§ Task description:
Quote every one of the records below word for word.

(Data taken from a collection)

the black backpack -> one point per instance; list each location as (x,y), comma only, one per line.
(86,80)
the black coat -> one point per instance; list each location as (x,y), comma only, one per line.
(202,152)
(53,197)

§ The output:
the black backpack -> one point per instance; list each location as (x,y), comma only, one per line.
(86,80)
the black coat -> one point per instance; list each location as (x,y), comma only, one per line.
(202,152)
(53,197)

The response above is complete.